#### PASSAGE
####

Tandis que les vivants côtoient les morts, qu’il n’y a plus de lait en poudre pour les bébés, que l’eau est entièrement contaminée, qu’une épidémie, due à des conditions de survie abominables, semble gagner les rescapés ; la première promesse de Bush est d’assurer que les pillards seront traités avec « zéro tolérance ». L’État américain reste impassible et laisse mourir sa population noire et pauvre. Son activité essentielle est de déverser dans les médias un discours de haine selon lequel les pauvres se violeraient entre eux, kidnapperaient des enfants, et se flingueraient pour monter dans les bus. Les témoignages qui affirment le contraire ont peine à se faire entendre. Pourtant, l’aide mutuelle que se prête la population est la seule raison pour laquelle le bilan humain n’est pas encore plus lourd. Des milliers de gens ont ouvert leur maison aux survivants de la catastrophe, et, journellement, d’innombrables actes de solidarité se manifestent sous des formes diverses.

« |Qu’aurait-on fait sans ces jeunes ? », conclut un touriste en parlant des « pillards ». Quant aux véritables pillards, ce ne sont pas ceux que les médias et l’État désignent comme tels. Voici sur ce point le témoignage d’une habitante de la Nouvelle-Orléans : « Dans les supermarchés j’ai vu des flics -tous n’ont pas réagi ainsi, nous le verrons plus loin- pointer leurs flingues sur des mères de famille qui emportaient des vêtements… Une fois dans la rue ils les forcent avec une violence inouïe, flingue dissuasif sur la poitrine à lâcher les vêtements qui sont emportés par les eaux sous leurs yeux. Du pur gaspillage« . Et d’ajouter : « Des flics se permettent de se servir dans les supermarchés sous les yeux de la population et les empêchent de faire la même chose. Ce sont les mêmes qui qualifient ouvertement les gens désespérés de pillards. » Ces multiple témoignages n’empêche pas les médias -en Amérique et dans le reste du monde- de répandre l’interprétation officielle du gouvernement et de traiter les gestes de survie comme des affaires de “pillage”. « Anarchie à la Nouvelle-Orléans, les pillards devraient être tués sur place« , titrent certains tabloïds.

####

#### ENREGISTREMENTS EXTRAITS
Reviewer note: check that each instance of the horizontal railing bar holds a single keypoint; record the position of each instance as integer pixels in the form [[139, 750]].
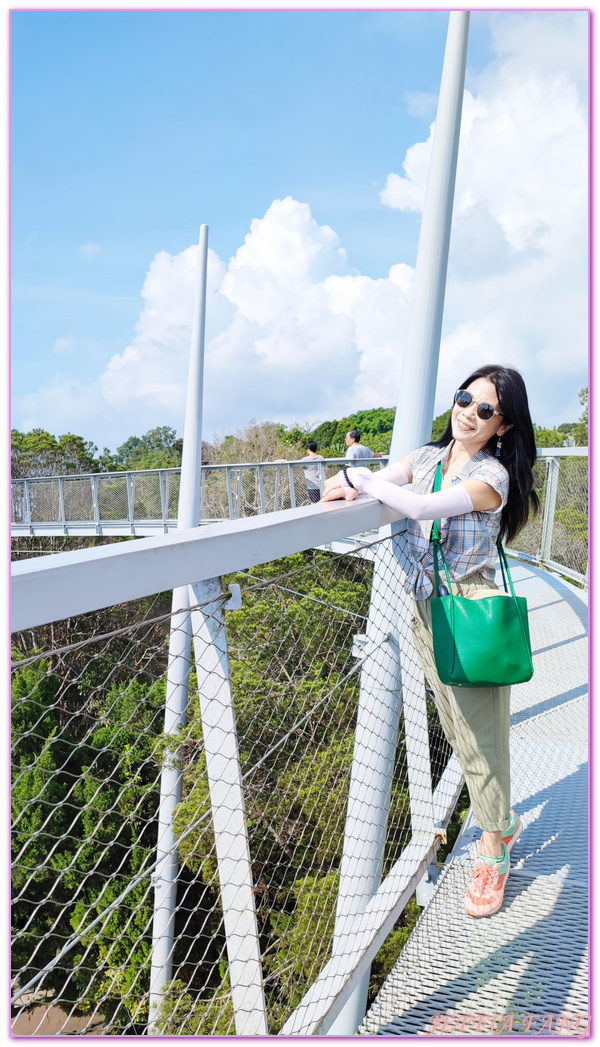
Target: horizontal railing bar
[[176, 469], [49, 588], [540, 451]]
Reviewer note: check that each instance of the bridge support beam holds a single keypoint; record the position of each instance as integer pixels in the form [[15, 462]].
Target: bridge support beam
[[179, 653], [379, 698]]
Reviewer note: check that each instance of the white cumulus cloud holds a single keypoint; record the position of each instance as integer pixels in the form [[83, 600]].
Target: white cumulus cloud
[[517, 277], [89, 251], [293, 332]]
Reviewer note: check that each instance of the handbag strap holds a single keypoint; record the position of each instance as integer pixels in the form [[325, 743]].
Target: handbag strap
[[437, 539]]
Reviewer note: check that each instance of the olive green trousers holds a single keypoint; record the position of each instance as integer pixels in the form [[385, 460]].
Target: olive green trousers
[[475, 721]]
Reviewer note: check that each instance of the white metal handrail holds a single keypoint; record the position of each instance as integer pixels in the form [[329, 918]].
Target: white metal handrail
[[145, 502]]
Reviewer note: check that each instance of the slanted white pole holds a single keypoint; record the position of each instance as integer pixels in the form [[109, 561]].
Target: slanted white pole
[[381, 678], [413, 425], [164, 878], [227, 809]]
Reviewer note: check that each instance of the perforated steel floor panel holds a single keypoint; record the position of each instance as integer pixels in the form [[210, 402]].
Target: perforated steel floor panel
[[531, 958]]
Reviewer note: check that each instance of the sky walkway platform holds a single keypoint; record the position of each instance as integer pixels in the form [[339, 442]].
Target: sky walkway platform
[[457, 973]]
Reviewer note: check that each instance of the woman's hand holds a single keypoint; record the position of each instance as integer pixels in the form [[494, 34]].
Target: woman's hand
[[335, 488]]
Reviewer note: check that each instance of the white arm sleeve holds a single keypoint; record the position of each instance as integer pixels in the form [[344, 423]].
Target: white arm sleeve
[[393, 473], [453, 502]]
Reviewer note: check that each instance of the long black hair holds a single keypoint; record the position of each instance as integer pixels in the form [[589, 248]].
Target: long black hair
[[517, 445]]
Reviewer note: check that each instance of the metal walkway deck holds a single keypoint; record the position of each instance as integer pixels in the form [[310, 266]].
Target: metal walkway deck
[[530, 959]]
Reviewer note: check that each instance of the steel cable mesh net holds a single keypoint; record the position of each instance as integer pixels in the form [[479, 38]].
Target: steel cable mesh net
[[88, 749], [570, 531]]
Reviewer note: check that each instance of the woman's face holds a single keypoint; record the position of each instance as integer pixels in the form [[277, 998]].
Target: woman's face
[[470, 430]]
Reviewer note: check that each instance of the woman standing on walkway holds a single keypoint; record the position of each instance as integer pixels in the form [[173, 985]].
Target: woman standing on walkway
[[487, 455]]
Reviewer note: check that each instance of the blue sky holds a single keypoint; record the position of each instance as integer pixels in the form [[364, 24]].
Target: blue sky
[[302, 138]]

####

#### PROBLÈME À RÉSOUDRE
Relevez, s'il vous plaît, toutes les situations que le passage énumère dans sa première phrase, avant la promesse de Bush, pour décrire la détresse des rescapés. Ces enregistrements proviennent d'une autre source que le passage.

#### RÉPONSE ATTENDUE
- Les vivants côtoient les morts.
- Il n'y a plus de lait en poudre pour les bébés.
- L'eau est entièrement contaminée.
- Une épidémie, due à des conditions de survie abominables, semble gagner les rescapés.